• [Task instructions] Please return each line of the data below that contains the word "floor".
** Begin **
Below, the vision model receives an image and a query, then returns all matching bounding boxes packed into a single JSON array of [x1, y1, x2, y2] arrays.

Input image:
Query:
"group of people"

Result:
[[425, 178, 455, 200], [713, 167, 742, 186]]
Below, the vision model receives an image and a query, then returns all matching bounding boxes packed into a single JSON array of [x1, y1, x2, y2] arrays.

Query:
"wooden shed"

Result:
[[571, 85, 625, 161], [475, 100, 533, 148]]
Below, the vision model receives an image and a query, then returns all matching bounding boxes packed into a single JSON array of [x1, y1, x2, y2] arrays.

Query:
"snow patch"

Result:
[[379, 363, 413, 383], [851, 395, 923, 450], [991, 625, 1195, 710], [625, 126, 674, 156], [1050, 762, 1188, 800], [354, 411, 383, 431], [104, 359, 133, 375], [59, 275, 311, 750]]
** End **
** Begin **
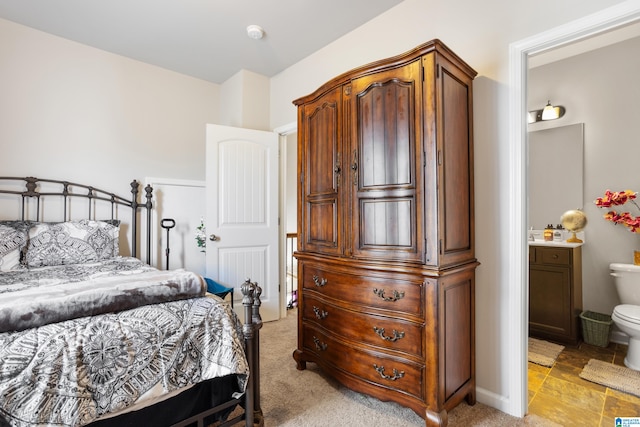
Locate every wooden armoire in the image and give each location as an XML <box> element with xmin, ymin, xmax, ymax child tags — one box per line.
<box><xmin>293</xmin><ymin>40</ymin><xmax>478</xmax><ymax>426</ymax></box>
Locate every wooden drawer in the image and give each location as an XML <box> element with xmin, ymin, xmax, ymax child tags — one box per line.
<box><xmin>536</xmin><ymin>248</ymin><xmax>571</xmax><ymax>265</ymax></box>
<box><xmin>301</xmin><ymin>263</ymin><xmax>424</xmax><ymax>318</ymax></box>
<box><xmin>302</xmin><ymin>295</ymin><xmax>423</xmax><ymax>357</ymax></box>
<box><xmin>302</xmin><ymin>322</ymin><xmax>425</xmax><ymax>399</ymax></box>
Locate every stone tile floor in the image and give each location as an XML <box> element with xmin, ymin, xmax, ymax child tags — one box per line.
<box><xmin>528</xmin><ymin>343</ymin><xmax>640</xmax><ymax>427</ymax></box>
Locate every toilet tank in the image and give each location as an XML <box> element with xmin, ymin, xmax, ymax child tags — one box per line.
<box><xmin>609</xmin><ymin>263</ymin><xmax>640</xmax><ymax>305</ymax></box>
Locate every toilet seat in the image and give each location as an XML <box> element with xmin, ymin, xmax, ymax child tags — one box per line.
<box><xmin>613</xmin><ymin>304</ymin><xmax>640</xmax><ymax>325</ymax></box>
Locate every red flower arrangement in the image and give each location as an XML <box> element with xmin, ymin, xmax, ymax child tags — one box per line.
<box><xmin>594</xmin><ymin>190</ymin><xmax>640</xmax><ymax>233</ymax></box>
** End **
** Begin **
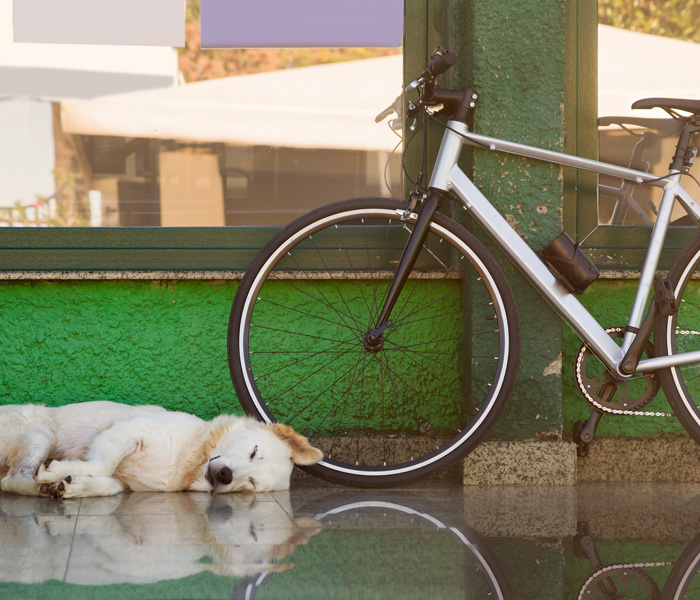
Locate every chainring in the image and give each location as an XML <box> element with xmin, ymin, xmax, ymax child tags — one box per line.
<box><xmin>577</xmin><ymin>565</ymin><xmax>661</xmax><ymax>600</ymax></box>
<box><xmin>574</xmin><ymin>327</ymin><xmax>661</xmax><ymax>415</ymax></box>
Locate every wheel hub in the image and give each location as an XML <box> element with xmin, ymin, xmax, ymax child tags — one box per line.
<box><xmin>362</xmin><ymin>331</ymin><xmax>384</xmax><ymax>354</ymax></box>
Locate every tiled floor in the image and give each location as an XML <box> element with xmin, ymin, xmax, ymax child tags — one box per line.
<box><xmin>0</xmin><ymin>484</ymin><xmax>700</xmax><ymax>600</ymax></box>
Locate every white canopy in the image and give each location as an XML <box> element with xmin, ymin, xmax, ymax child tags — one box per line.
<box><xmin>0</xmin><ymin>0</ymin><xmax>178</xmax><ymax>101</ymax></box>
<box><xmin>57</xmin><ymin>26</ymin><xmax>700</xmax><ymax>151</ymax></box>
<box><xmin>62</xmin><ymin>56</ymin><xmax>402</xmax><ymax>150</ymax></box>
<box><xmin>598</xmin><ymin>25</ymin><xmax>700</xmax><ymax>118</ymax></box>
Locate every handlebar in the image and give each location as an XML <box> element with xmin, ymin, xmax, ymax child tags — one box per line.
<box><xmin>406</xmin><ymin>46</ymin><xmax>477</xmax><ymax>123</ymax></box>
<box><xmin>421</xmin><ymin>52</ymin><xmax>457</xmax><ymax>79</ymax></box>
** End **
• [Completed exercise]
Locate every stone tile floor in the image and give each location as an XML <box> element with xmin, ymin, xmax, ymax child tags — one box per line.
Locate every tiled floor in the image and give each location as an XML <box> element with xmin, ymin, xmax, ymax child tags — one box per line.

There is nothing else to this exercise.